== EXERCISE INSTRUCTIONS ==
Scan the entries and tally the lines that include the string "steering". Reply with the figure alone.

== TASK INPUTS ==
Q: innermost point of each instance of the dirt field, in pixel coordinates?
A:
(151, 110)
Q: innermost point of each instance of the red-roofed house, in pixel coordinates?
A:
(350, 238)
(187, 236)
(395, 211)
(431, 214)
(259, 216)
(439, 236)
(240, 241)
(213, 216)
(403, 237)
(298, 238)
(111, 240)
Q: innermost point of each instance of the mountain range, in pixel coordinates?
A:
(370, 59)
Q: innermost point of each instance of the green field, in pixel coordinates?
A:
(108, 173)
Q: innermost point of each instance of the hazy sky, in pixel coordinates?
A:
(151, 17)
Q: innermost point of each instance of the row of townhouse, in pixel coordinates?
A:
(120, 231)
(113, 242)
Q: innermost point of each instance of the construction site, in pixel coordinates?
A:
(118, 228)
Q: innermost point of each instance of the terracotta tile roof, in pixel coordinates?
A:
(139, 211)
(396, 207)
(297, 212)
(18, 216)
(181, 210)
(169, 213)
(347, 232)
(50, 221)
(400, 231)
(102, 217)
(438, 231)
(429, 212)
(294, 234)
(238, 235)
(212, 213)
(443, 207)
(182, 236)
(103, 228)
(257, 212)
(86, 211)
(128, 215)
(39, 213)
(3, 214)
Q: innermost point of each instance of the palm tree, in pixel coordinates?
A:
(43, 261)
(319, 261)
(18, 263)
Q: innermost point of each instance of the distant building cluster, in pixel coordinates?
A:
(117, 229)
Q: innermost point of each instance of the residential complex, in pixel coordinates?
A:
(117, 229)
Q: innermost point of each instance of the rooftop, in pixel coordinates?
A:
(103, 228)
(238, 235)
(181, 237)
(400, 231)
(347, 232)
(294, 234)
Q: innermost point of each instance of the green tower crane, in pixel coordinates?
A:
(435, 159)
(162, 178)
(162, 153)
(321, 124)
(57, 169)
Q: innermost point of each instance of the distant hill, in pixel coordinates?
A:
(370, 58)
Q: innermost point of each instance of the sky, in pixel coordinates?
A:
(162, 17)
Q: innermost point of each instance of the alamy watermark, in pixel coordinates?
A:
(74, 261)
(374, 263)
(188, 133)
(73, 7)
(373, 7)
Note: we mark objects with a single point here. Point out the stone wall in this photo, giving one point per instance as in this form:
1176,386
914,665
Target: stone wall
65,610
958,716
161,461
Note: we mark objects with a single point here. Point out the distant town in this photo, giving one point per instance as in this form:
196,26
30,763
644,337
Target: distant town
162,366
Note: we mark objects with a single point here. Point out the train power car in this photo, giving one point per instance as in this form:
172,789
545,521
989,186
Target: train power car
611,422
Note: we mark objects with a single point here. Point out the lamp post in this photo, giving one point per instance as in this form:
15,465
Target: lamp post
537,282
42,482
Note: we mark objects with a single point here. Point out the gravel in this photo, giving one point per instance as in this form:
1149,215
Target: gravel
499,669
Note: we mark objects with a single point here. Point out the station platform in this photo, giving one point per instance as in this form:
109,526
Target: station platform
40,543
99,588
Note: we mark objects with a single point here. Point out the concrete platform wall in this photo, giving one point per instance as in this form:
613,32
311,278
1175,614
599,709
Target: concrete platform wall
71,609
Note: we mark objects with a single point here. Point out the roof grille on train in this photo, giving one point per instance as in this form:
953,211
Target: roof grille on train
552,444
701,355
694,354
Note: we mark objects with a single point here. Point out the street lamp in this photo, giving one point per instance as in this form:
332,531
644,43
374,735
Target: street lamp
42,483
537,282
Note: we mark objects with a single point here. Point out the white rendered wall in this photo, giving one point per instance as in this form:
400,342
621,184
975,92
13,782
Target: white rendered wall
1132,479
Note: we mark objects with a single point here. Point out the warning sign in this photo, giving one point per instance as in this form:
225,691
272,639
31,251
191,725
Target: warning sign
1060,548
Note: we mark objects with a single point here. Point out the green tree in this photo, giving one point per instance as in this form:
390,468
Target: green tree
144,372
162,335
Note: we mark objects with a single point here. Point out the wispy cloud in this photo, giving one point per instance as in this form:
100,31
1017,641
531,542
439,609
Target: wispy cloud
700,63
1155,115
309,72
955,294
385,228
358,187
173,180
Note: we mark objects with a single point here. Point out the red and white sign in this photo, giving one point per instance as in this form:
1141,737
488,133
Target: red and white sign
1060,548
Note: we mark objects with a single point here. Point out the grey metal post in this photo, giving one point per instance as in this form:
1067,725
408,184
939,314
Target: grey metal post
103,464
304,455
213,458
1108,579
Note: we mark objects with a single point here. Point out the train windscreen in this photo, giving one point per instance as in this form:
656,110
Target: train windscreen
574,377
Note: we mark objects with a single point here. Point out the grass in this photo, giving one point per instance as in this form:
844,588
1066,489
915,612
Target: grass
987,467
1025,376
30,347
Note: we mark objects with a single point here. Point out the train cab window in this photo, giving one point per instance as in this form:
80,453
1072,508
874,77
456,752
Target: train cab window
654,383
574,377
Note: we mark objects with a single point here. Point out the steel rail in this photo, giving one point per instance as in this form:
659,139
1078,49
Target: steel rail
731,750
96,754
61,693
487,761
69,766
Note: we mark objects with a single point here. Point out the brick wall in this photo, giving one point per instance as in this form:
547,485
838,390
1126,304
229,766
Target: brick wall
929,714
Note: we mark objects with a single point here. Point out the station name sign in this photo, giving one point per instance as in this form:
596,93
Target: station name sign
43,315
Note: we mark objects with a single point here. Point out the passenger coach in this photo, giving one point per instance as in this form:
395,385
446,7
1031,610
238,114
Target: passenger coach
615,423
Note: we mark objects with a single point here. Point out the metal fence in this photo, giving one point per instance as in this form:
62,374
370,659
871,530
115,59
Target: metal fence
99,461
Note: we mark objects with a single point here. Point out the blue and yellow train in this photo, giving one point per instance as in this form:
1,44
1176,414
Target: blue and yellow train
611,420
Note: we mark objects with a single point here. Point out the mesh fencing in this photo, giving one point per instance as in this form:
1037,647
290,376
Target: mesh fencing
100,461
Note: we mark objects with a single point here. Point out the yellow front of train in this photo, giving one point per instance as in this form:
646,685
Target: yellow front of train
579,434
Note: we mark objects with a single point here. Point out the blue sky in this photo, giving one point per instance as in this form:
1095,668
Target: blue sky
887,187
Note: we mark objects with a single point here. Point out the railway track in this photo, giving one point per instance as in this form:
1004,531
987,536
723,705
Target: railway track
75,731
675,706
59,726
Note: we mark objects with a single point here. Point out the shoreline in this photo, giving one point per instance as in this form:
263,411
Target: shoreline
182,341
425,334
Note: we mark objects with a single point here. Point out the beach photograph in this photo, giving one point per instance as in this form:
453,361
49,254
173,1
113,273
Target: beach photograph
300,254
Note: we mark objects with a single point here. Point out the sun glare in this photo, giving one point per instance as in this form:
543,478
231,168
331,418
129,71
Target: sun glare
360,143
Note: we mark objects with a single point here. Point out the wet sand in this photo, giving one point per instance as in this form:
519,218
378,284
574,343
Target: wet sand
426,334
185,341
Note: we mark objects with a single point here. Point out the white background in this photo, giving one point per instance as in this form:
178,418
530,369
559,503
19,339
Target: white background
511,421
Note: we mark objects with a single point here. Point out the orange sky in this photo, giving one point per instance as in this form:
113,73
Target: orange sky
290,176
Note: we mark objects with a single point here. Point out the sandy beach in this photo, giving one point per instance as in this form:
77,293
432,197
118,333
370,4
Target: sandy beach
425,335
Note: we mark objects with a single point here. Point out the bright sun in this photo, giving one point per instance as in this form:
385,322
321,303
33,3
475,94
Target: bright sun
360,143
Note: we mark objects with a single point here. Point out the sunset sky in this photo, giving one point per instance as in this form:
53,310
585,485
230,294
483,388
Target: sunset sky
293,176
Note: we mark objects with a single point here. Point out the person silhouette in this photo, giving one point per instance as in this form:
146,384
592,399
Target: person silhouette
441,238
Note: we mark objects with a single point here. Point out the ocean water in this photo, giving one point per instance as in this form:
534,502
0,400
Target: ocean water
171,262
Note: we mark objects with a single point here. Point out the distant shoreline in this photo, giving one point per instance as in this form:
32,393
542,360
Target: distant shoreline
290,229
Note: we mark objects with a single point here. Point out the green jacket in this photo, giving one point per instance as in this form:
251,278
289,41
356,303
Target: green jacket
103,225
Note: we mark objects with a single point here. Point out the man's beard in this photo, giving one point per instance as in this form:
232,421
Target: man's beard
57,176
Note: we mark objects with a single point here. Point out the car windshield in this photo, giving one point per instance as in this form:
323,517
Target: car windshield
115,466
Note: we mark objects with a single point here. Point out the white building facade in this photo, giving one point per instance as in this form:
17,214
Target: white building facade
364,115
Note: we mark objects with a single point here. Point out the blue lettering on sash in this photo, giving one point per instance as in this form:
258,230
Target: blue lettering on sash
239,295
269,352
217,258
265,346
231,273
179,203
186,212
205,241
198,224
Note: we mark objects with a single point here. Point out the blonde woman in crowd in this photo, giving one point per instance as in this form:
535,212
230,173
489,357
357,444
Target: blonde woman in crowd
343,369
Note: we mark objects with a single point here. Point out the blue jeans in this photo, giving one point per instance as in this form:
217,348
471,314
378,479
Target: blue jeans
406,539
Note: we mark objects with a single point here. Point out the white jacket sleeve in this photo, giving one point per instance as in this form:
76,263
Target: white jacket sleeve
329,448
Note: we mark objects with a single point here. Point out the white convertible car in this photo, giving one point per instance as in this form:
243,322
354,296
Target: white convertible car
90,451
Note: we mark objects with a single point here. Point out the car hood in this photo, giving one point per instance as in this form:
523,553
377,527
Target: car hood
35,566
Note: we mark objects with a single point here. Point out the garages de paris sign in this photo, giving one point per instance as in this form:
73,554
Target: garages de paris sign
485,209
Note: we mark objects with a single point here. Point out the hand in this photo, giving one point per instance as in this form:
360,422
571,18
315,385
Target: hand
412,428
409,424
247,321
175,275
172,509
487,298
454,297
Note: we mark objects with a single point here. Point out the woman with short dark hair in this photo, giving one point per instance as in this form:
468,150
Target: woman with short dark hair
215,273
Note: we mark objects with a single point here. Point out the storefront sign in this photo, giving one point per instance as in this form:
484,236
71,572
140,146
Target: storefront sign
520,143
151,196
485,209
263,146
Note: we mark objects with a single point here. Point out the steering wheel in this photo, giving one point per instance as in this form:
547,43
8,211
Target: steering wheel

== TASK SOLUTION ==
2